Data records
[start]

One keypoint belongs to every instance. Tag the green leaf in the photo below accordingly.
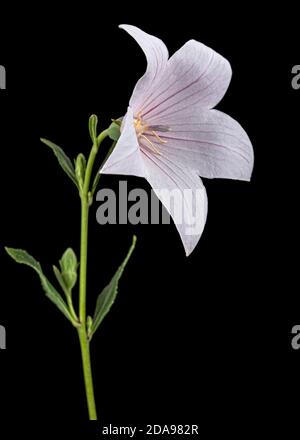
(93, 122)
(23, 257)
(68, 266)
(63, 160)
(114, 130)
(108, 295)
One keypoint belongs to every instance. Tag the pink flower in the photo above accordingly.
(171, 135)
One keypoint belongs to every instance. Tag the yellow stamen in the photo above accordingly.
(151, 144)
(141, 128)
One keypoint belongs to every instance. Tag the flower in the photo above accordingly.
(171, 134)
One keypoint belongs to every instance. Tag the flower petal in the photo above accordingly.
(195, 76)
(157, 57)
(209, 142)
(126, 157)
(183, 195)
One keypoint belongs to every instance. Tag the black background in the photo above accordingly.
(204, 339)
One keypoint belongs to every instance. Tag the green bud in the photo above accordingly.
(89, 324)
(114, 130)
(93, 122)
(68, 266)
(80, 167)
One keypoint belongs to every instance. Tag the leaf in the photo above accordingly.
(114, 131)
(93, 122)
(63, 160)
(108, 295)
(23, 257)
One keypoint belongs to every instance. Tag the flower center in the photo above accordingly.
(143, 131)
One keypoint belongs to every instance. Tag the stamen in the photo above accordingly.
(158, 137)
(151, 144)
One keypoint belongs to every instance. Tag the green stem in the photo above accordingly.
(82, 331)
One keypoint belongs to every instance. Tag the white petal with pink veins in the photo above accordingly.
(195, 76)
(157, 57)
(182, 193)
(210, 142)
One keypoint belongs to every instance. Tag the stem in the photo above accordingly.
(82, 331)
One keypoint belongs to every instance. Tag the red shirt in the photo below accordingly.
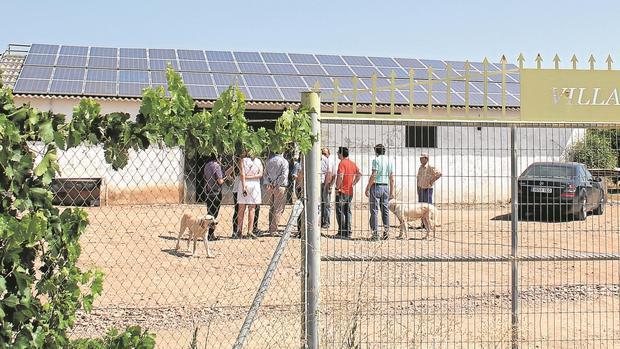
(348, 169)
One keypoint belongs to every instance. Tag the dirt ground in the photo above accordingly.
(449, 304)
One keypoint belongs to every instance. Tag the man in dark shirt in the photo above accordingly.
(214, 178)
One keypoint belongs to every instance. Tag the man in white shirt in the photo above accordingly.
(327, 179)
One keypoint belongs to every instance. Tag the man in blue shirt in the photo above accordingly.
(380, 190)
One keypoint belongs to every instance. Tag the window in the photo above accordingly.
(421, 136)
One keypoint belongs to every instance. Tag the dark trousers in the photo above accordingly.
(236, 213)
(379, 197)
(343, 214)
(214, 201)
(325, 205)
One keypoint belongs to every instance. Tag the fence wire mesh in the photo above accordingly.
(454, 288)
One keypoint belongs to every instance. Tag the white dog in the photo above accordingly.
(198, 228)
(406, 212)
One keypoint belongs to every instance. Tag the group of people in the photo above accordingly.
(279, 177)
(275, 181)
(379, 189)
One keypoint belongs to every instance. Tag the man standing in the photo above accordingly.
(348, 176)
(380, 190)
(214, 178)
(427, 176)
(276, 181)
(326, 187)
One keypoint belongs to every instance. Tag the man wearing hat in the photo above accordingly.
(427, 175)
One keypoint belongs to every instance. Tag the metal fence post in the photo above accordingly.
(312, 102)
(514, 241)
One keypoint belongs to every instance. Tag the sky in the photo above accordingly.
(446, 30)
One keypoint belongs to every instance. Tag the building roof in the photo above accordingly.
(53, 71)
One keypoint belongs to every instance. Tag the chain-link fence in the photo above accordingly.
(552, 274)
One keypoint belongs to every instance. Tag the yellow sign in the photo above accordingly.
(570, 95)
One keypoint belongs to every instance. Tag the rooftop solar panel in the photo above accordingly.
(132, 52)
(248, 57)
(102, 62)
(34, 72)
(303, 58)
(66, 87)
(74, 50)
(44, 49)
(220, 56)
(155, 53)
(31, 86)
(33, 59)
(69, 73)
(270, 57)
(195, 55)
(103, 51)
(71, 61)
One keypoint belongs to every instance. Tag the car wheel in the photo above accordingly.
(583, 208)
(600, 209)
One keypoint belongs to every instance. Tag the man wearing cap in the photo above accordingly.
(427, 176)
(380, 190)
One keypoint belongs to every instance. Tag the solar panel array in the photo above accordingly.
(262, 76)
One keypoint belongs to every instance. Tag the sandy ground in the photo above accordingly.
(447, 304)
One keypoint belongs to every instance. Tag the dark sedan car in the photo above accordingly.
(560, 189)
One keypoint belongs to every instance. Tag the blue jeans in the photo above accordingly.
(425, 195)
(343, 213)
(325, 202)
(379, 197)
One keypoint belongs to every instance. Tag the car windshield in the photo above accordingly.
(551, 171)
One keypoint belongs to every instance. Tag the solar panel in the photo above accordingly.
(100, 88)
(270, 57)
(131, 63)
(195, 55)
(357, 60)
(383, 62)
(156, 53)
(265, 93)
(202, 92)
(259, 80)
(248, 57)
(310, 69)
(253, 68)
(330, 59)
(132, 52)
(44, 49)
(281, 69)
(223, 67)
(197, 78)
(31, 72)
(66, 87)
(131, 89)
(197, 66)
(162, 64)
(103, 51)
(40, 60)
(74, 50)
(69, 73)
(101, 75)
(31, 86)
(303, 58)
(133, 76)
(289, 81)
(71, 61)
(220, 56)
(102, 62)
(365, 71)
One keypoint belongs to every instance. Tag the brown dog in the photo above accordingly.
(406, 212)
(198, 228)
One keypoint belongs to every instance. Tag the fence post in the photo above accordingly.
(514, 241)
(312, 102)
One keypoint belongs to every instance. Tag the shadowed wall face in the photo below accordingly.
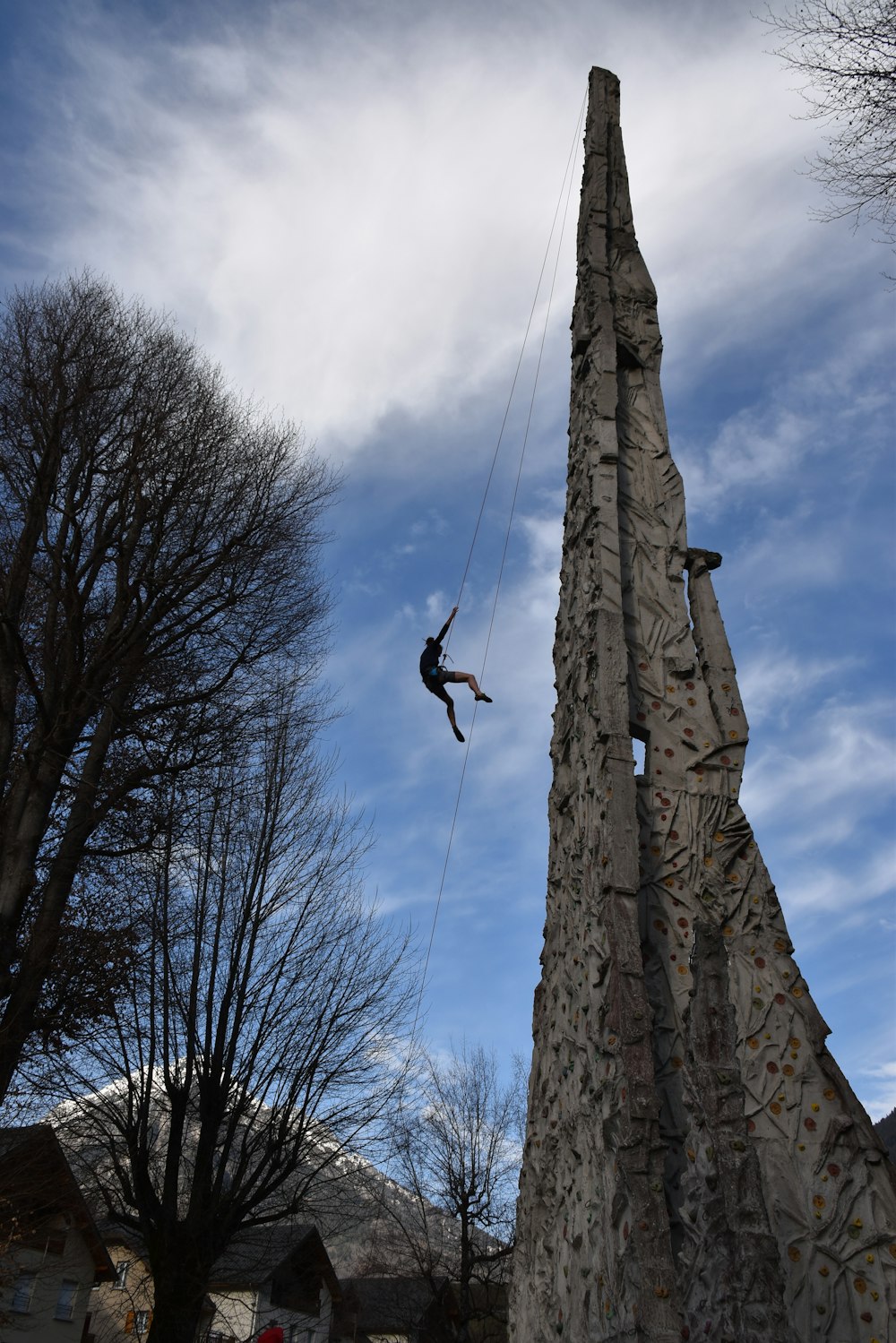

[end]

#### Aim of the exercise
Which lines in the items above contain the string "fence", with case counting? Pick out each one and copy it.

#### Solution to this exercise
One keypoint belongs to every instance. Tag the fence wire mesh in the photo above accordingly.
One keypoint belongs to every instance. Tag the metal fence post in the photo above accordingly.
One keypoint belongs to every instance. Tag the chain-link fence in the photo above accordingly.
One keypoint belongs to every instance. Tag the fence post in the photo above accordingly.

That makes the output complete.